■ AIM OF THE EXERCISE
Using the entries below, return word for word the lines from the one containing "Target: barbed wire" up to and including the last.

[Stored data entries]

'''

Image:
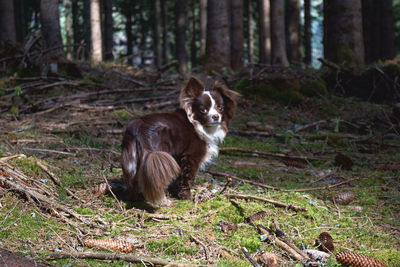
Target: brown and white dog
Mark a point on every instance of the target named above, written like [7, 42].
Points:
[161, 147]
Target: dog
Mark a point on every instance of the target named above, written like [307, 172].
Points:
[160, 148]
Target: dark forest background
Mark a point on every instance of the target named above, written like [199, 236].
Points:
[216, 34]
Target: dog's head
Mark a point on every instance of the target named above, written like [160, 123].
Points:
[208, 107]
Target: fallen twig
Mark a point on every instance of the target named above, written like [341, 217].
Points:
[273, 202]
[271, 237]
[228, 176]
[115, 256]
[248, 256]
[276, 155]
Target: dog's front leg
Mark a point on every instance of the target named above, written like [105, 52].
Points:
[186, 178]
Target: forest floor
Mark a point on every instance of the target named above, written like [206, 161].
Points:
[66, 140]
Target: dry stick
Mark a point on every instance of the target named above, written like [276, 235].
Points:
[248, 256]
[276, 155]
[115, 256]
[273, 202]
[44, 201]
[4, 159]
[206, 253]
[227, 176]
[282, 244]
[55, 178]
[112, 193]
[288, 241]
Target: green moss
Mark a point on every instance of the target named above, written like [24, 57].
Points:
[242, 85]
[172, 246]
[345, 54]
[313, 88]
[14, 110]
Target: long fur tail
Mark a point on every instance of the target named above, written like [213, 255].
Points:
[156, 173]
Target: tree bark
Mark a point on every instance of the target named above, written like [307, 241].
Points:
[128, 33]
[68, 28]
[265, 31]
[180, 36]
[278, 43]
[250, 39]
[87, 29]
[157, 34]
[193, 49]
[307, 32]
[386, 38]
[20, 20]
[164, 14]
[203, 28]
[218, 40]
[50, 20]
[76, 27]
[7, 22]
[292, 22]
[236, 28]
[108, 30]
[343, 38]
[96, 39]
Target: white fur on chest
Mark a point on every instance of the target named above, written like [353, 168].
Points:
[217, 135]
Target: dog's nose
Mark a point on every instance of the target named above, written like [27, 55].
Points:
[215, 117]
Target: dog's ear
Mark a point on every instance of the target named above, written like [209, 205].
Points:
[193, 88]
[229, 97]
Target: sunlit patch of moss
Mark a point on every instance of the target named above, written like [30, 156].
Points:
[85, 211]
[176, 246]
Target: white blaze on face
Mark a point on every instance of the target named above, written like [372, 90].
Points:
[213, 108]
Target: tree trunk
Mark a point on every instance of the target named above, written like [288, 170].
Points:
[292, 22]
[164, 14]
[20, 22]
[265, 31]
[157, 34]
[236, 28]
[128, 33]
[386, 38]
[203, 28]
[307, 32]
[343, 39]
[7, 22]
[278, 43]
[250, 39]
[108, 31]
[50, 20]
[96, 40]
[180, 35]
[87, 29]
[68, 28]
[193, 49]
[218, 40]
[76, 27]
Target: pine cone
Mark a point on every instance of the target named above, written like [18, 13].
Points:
[325, 242]
[357, 260]
[122, 246]
[257, 216]
[343, 198]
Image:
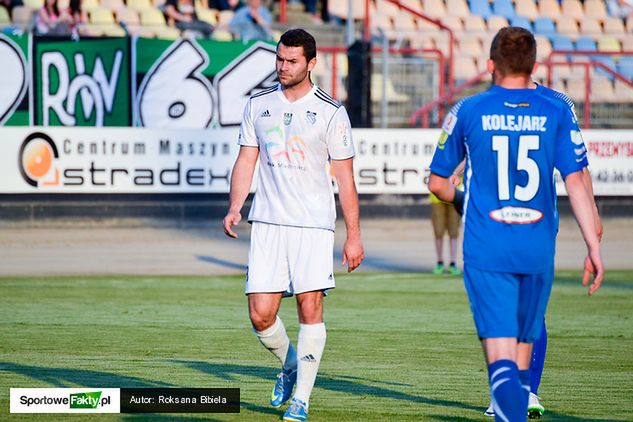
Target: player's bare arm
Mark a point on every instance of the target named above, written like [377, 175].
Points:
[596, 215]
[582, 206]
[353, 252]
[241, 179]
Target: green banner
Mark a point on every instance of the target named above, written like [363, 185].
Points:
[84, 83]
[14, 93]
[154, 83]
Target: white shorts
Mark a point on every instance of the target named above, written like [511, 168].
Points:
[290, 260]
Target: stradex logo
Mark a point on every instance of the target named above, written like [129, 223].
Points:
[37, 160]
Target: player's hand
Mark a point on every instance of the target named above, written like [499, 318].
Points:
[593, 266]
[233, 218]
[353, 254]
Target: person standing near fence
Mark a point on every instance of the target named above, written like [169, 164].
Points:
[296, 132]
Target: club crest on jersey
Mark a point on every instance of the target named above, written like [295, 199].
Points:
[287, 118]
[311, 117]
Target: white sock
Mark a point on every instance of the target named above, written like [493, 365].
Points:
[276, 340]
[309, 351]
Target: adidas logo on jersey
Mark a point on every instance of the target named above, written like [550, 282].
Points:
[309, 358]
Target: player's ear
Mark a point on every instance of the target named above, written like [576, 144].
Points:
[490, 65]
[311, 64]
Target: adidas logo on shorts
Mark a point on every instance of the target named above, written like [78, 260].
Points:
[308, 358]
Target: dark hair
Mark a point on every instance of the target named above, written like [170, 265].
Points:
[299, 38]
[513, 50]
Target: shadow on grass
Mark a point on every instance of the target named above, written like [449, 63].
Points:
[325, 381]
[68, 377]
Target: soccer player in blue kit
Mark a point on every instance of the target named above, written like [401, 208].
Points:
[513, 137]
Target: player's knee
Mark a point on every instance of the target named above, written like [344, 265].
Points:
[262, 320]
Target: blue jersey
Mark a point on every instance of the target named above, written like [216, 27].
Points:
[512, 140]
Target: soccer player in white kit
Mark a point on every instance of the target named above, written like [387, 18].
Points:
[296, 131]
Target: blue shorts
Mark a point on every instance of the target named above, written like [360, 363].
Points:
[507, 304]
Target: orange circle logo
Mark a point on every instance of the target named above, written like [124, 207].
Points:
[36, 157]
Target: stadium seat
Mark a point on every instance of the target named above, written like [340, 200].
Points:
[544, 26]
[88, 5]
[503, 8]
[469, 46]
[590, 26]
[614, 26]
[113, 5]
[543, 47]
[623, 92]
[480, 8]
[453, 22]
[596, 9]
[465, 68]
[5, 19]
[602, 90]
[138, 5]
[153, 18]
[128, 17]
[101, 17]
[609, 44]
[567, 26]
[607, 61]
[222, 35]
[549, 8]
[166, 33]
[22, 16]
[457, 8]
[625, 67]
[572, 9]
[495, 23]
[207, 15]
[113, 31]
[474, 23]
[435, 8]
[585, 43]
[340, 9]
[561, 42]
[521, 22]
[224, 19]
[391, 94]
[526, 8]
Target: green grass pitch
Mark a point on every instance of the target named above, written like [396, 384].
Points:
[400, 346]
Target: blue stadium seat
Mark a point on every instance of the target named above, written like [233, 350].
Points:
[521, 22]
[503, 8]
[585, 43]
[561, 42]
[544, 26]
[480, 8]
[625, 67]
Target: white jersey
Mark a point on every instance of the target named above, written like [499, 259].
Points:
[296, 141]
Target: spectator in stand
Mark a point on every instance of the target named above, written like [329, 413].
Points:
[620, 8]
[51, 20]
[10, 4]
[252, 22]
[225, 4]
[183, 14]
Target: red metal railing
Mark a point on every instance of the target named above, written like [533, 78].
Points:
[550, 63]
[333, 50]
[451, 37]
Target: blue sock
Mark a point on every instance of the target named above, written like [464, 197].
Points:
[538, 360]
[506, 391]
[524, 377]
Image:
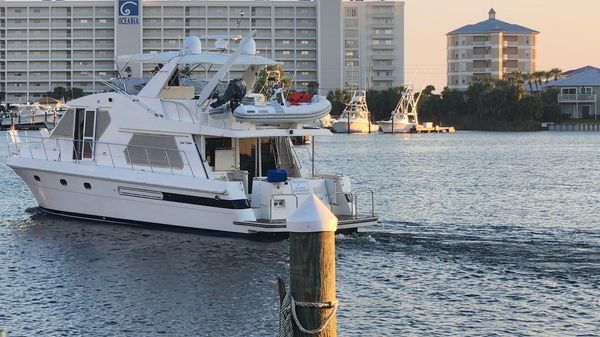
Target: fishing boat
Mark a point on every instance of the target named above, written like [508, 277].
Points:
[174, 156]
[404, 118]
[356, 117]
[28, 116]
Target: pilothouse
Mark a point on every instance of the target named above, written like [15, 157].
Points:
[180, 154]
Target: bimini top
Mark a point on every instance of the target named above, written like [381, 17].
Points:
[492, 25]
[193, 53]
[203, 58]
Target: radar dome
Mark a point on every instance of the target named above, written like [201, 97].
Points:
[192, 45]
[221, 44]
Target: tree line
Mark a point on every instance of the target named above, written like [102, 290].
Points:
[487, 104]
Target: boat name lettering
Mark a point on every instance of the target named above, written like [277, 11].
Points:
[300, 187]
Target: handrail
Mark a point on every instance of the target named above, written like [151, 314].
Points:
[176, 103]
[42, 153]
[335, 194]
[273, 199]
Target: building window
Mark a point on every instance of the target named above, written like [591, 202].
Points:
[351, 11]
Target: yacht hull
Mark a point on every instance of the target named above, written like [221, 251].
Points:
[131, 202]
[396, 127]
[93, 192]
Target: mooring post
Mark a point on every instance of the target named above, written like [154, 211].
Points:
[312, 268]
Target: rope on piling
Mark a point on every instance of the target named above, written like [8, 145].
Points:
[287, 311]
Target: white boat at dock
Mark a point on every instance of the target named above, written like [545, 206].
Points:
[404, 118]
[356, 117]
[174, 156]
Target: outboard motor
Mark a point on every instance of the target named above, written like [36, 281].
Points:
[235, 92]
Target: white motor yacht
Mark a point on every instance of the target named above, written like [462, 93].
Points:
[172, 156]
[404, 118]
[356, 117]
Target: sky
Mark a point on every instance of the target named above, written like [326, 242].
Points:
[568, 36]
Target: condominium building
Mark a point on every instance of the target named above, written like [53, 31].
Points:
[73, 43]
[489, 48]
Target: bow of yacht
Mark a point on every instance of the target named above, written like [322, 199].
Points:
[175, 155]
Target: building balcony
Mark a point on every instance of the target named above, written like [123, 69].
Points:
[382, 14]
[482, 56]
[576, 98]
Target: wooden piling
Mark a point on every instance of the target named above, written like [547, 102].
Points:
[312, 267]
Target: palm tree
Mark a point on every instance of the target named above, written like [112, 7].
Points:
[555, 72]
[538, 75]
[530, 77]
[547, 76]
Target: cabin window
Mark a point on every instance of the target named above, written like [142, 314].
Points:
[102, 122]
[213, 144]
[64, 128]
[153, 150]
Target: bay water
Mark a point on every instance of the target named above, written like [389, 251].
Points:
[480, 234]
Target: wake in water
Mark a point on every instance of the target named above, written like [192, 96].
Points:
[561, 253]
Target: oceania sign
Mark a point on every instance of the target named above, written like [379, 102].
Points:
[129, 12]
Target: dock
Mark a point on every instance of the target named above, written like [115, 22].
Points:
[428, 128]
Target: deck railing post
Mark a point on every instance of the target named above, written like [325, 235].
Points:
[168, 161]
[110, 154]
[129, 156]
[148, 158]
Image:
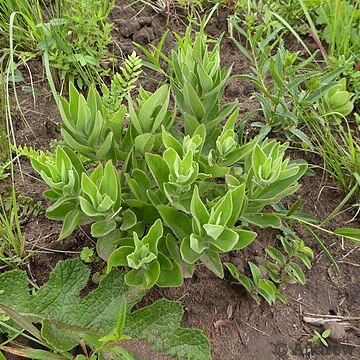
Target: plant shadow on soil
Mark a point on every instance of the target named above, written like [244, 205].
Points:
[236, 326]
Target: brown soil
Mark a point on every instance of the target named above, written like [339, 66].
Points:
[236, 326]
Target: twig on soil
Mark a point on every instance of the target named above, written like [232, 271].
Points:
[352, 250]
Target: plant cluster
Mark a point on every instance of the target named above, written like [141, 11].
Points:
[180, 196]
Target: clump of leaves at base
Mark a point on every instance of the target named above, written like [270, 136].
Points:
[283, 268]
[101, 320]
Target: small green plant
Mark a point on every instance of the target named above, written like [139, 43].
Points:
[320, 338]
[101, 321]
[339, 145]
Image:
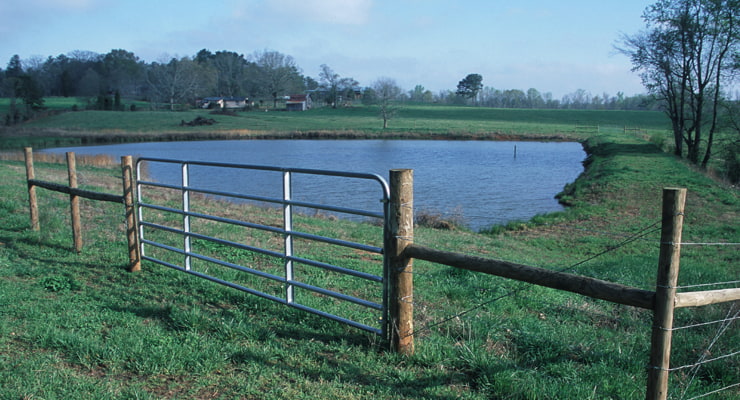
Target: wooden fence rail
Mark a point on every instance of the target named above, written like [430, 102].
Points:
[663, 301]
[127, 199]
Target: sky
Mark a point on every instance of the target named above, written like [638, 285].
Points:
[555, 47]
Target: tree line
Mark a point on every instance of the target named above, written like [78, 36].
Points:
[264, 76]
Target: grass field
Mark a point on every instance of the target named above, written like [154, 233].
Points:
[80, 326]
[412, 120]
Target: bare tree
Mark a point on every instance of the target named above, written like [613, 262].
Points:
[278, 73]
[177, 81]
[334, 85]
[387, 92]
[685, 57]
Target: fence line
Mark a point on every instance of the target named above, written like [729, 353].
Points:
[663, 301]
[74, 193]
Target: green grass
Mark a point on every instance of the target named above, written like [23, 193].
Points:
[421, 121]
[80, 326]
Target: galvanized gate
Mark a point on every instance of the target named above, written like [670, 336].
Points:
[266, 239]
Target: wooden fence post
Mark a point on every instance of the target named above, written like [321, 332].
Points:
[401, 298]
[74, 202]
[32, 203]
[134, 251]
[665, 293]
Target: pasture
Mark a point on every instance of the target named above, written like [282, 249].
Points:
[81, 326]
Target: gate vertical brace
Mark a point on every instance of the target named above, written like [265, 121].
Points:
[665, 293]
[132, 238]
[33, 204]
[401, 285]
[288, 240]
[186, 214]
[74, 202]
[139, 212]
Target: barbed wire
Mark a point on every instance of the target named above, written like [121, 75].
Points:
[694, 368]
[715, 391]
[707, 284]
[636, 236]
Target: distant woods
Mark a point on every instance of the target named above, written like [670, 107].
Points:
[264, 77]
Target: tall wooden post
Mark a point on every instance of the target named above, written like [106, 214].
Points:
[134, 250]
[32, 203]
[74, 202]
[401, 298]
[665, 293]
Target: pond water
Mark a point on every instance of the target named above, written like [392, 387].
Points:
[479, 183]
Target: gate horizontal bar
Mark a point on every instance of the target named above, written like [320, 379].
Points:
[216, 280]
[358, 246]
[346, 321]
[273, 200]
[341, 296]
[330, 267]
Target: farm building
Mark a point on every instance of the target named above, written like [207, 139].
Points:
[223, 102]
[298, 102]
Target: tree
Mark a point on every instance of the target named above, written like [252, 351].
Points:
[470, 86]
[278, 74]
[178, 81]
[386, 93]
[230, 69]
[334, 85]
[685, 57]
[122, 71]
[421, 95]
[18, 84]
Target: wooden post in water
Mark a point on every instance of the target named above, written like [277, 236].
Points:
[32, 203]
[134, 250]
[74, 202]
[401, 297]
[665, 293]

'''

■ SOLUTION
Target: barbed wire
Mark a point on every instance of the target named above, written like [121, 75].
Points:
[694, 368]
[715, 391]
[707, 284]
[636, 236]
Target: distant woods
Mark a point on every instance of the target named above, written like [670, 107].
Points:
[264, 77]
Target: tall wooden post
Mark a point on every instance of the target named above, written like [106, 214].
Points:
[134, 250]
[32, 203]
[74, 202]
[401, 298]
[665, 293]
Target: pond water
Mark a point on every instance of the target named above, written like [392, 387].
Points:
[479, 183]
Target: gate horizontal bar
Mark a point on every instance of the target named above, written like [320, 379].
Points:
[216, 280]
[358, 246]
[346, 321]
[273, 200]
[341, 296]
[330, 267]
Target: farm building
Mark a point on every instance of the target named above, written like [207, 139].
Points:
[223, 102]
[298, 102]
Target: tree
Mark a point on every instance of the target named above, written like [252, 351].
Points:
[470, 86]
[278, 74]
[178, 81]
[386, 93]
[230, 69]
[334, 85]
[685, 57]
[122, 71]
[421, 95]
[18, 84]
Target: wooden post in water
Mark a point on every instance of the target named above, written like [277, 236].
Points:
[32, 203]
[134, 250]
[74, 202]
[401, 297]
[665, 293]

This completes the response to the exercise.